» Goal of the exercise
Can you convert every line of the rows below into a JSON list of strings, one string per line, with blank lines left out?
-- BEGIN Given information --
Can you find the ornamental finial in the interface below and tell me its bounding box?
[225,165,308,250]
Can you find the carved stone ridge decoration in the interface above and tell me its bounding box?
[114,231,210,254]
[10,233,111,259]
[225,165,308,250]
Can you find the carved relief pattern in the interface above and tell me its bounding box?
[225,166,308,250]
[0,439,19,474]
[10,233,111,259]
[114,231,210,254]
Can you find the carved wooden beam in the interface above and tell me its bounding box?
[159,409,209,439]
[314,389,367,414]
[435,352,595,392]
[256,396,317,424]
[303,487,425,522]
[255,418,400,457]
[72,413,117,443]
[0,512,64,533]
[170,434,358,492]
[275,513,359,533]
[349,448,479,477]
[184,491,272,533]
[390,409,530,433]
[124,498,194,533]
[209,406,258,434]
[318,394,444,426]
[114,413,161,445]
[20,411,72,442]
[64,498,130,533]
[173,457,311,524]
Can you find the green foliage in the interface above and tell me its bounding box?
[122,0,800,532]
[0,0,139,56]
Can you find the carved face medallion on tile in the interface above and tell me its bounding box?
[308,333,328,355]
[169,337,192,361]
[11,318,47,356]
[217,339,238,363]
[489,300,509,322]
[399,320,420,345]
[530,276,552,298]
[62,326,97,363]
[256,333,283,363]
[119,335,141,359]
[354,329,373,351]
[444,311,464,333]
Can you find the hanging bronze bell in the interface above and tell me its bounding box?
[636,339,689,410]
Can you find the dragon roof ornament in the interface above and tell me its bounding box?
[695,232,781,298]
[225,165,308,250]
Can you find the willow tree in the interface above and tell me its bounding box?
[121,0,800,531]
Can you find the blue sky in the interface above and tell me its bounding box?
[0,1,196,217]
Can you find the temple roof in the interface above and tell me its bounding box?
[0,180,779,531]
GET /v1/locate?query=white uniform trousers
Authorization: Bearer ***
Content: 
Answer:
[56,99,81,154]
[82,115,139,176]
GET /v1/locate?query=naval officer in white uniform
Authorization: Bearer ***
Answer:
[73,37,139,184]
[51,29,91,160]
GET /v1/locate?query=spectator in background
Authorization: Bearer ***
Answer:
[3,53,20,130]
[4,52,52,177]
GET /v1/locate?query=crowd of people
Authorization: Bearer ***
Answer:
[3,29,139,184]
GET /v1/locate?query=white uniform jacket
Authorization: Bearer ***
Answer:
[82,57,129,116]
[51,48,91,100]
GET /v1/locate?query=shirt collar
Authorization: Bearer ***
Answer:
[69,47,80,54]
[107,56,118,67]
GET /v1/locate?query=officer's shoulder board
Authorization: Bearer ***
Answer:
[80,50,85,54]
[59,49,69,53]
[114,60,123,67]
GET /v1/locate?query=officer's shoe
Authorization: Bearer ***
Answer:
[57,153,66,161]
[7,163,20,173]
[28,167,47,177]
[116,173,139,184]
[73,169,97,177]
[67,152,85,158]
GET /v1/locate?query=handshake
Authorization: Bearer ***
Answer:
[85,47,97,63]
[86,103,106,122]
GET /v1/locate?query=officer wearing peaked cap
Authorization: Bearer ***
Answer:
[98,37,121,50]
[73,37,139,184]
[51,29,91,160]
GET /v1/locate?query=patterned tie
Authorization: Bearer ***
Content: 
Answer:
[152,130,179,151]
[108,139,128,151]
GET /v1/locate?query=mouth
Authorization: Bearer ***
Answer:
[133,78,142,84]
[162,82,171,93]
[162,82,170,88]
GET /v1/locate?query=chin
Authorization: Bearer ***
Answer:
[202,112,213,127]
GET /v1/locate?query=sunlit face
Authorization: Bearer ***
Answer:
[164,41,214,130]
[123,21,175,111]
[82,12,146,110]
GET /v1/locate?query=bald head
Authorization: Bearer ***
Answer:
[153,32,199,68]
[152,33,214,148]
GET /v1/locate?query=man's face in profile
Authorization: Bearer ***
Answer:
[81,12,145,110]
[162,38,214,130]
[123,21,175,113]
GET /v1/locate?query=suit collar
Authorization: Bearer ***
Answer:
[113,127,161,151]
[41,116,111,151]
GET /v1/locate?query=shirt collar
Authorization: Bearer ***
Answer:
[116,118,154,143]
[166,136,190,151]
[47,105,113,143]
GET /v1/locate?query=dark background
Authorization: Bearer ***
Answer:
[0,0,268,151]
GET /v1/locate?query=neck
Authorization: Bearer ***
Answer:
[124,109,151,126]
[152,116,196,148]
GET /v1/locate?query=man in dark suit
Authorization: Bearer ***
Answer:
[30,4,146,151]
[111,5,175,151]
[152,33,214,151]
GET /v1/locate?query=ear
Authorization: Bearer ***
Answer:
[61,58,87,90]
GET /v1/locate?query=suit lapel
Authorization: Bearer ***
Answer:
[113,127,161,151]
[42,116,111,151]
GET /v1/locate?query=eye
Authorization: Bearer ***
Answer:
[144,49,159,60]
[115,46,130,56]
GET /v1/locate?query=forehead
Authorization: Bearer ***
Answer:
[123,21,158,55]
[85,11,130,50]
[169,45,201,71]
-- END Given information --
» Expected output
[
  "Can you find the ornamental finial in the interface below and tell me its bounding box?",
  "[225,165,308,250]",
  "Can you find the carved stone ridge decoration in the interface above and tell me its bounding box?",
  "[114,231,210,254]",
  "[10,233,111,259]",
  "[225,165,308,250]",
  "Can you find the carved relief pattern in the interface above and tell me its bounding box?",
  "[225,166,308,250]",
  "[0,439,19,474]",
  "[10,233,111,259]",
  "[114,231,210,254]",
  "Can you find the carved wooden beam in the interface above and tell me its bounding box?",
  "[159,409,209,439]",
  "[314,389,367,414]",
  "[435,352,595,392]",
  "[256,396,317,424]",
  "[303,487,425,522]",
  "[255,418,400,457]",
  "[72,413,117,443]",
  "[0,512,64,533]",
  "[170,434,358,492]",
  "[275,513,359,533]",
  "[349,448,479,477]",
  "[184,491,272,533]",
  "[390,409,530,433]",
  "[124,498,194,533]",
  "[209,406,258,434]",
  "[318,394,444,426]",
  "[114,413,161,445]",
  "[20,411,72,442]",
  "[64,498,130,533]",
  "[173,457,311,524]",
  "Can you find the green foliage in the interface above and tell me its bounding box?",
  "[122,0,800,532]",
  "[0,0,139,56]",
  "Can you find the carved face medallion on tile in the interface above and tell me its bounding box?",
  "[308,333,328,355]",
  "[169,337,192,361]",
  "[11,318,47,356]",
  "[217,339,238,363]",
  "[489,300,509,322]",
  "[399,320,420,345]",
  "[530,276,552,298]",
  "[62,326,97,363]",
  "[256,333,283,363]",
  "[119,335,141,359]",
  "[354,329,373,351]",
  "[444,311,464,333]",
  "Can you find the hanging bronze bell in the interface above and tell me its bounding box?",
  "[636,339,689,410]",
  "Can you find the dragon roof ornament in the interface above and tell me its bounding box?",
  "[695,232,781,298]",
  "[225,165,308,250]",
  "Can you find the willow tree in the interface above and tell me its bounding box?",
  "[121,0,800,531]",
  "Can you find the blue sky in the interface above and tell me its bounding box?",
  "[0,1,196,217]",
  "Can you find the temple roof in the interface above and tell me its bounding box?",
  "[0,180,779,531]",
  "GET /v1/locate?query=white uniform trousers",
  "Authorization: Bearer ***",
  "Content: ",
  "Answer:",
  "[56,99,81,154]",
  "[82,115,139,176]",
  "GET /v1/locate?query=naval officer in white uniform",
  "Authorization: Bearer ***",
  "Answer:",
  "[73,37,139,184]",
  "[51,29,91,160]",
  "GET /v1/locate?query=spectator in background",
  "Authorization: Bearer ***",
  "Answer:",
  "[3,53,20,130]",
  "[4,52,52,177]",
  "GET /v1/locate?query=crowd of people",
  "Authorization: Bearer ***",
  "Answer:",
  "[3,29,139,184]",
  "GET /v1/locate?query=white uniform jacket",
  "Authorization: Bearer ***",
  "Answer:",
  "[82,57,129,116]",
  "[51,48,91,100]",
  "GET /v1/locate?query=shirt collar",
  "Authorization: Bearer ***",
  "Answer:",
  "[69,47,80,54]",
  "[107,56,118,67]",
  "GET /v1/locate?query=officer's shoulder board",
  "Authorization: Bearer ***",
  "Answer:",
  "[80,50,85,54]",
  "[59,49,69,53]",
  "[114,60,123,67]",
  "GET /v1/locate?query=officer's shoe",
  "Authorization: Bearer ***",
  "Answer:",
  "[57,153,66,161]",
  "[7,163,20,173]",
  "[28,167,47,177]",
  "[116,173,139,184]",
  "[73,169,97,177]",
  "[67,152,85,158]",
  "GET /v1/locate?query=handshake",
  "Authorization: Bearer ***",
  "Answer:",
  "[85,47,97,63]",
  "[86,103,106,122]",
  "GET /v1/locate?query=officer wearing peaked cap",
  "Authorization: Bearer ***",
  "Answer:",
  "[98,37,121,50]",
  "[73,37,139,184]",
  "[51,29,91,160]",
  "GET /v1/locate?query=patterned tie",
  "Authorization: Bearer ***",
  "Content: ",
  "Answer:",
  "[152,130,179,151]",
  "[108,139,128,151]",
  "GET /v1/locate?query=mouth",
  "Authorization: Bearer ***",
  "Answer:",
  "[133,78,142,84]",
  "[162,82,171,93]",
  "[162,82,170,88]",
  "GET /v1/locate?query=chin",
  "Authorization: Bearer ***",
  "Answer:",
  "[202,112,213,127]",
  "GET /v1/locate?query=sunlit face",
  "Authorization: Bearer ***",
  "Answer:",
  "[164,41,214,130]",
  "[123,21,175,111]",
  "[82,12,146,110]",
  "GET /v1/locate?query=bald head",
  "Authorization: Bearer ***",
  "Answer:",
  "[153,32,199,68]",
  "[152,33,214,148]",
  "GET /v1/locate?query=man's face in profile",
  "Authorization: Bearer ***",
  "Answer:",
  "[81,12,145,110]",
  "[162,38,214,130]",
  "[123,21,175,113]",
  "GET /v1/locate?query=suit collar",
  "Authorization: Bearer ***",
  "Answer:",
  "[113,127,161,151]",
  "[41,116,111,151]",
  "GET /v1/locate?query=shirt collar",
  "Authorization: Bearer ***",
  "Answer:",
  "[116,118,154,143]",
  "[166,136,190,151]",
  "[47,105,113,143]",
  "GET /v1/locate?query=dark background",
  "Authorization: Bearer ***",
  "Answer:",
  "[0,0,268,151]",
  "GET /v1/locate?query=neck",
  "Authorization: Bearer ***",
  "Answer:",
  "[124,109,151,126]",
  "[152,116,196,148]",
  "GET /v1/locate?query=man in dark suit",
  "Authorization: Bearer ***",
  "Answer:",
  "[30,4,146,151]",
  "[111,5,175,151]",
  "[152,33,214,151]",
  "GET /v1/locate?query=ear",
  "Authorization: Bearer ***",
  "Answer:",
  "[61,58,87,90]",
  "GET /v1/locate?query=suit lapel",
  "Authorization: Bearer ***",
  "Answer:",
  "[113,127,161,151]",
  "[42,116,111,151]",
  "GET /v1/locate?query=eye",
  "Authorization: Bearer ***",
  "Answer:",
  "[144,49,159,60]",
  "[115,46,130,56]",
  "GET /v1/locate?query=forehead",
  "Authorization: Bearer ***",
  "Answer:",
  "[123,21,158,55]",
  "[85,11,130,50]",
  "[169,45,201,71]"
]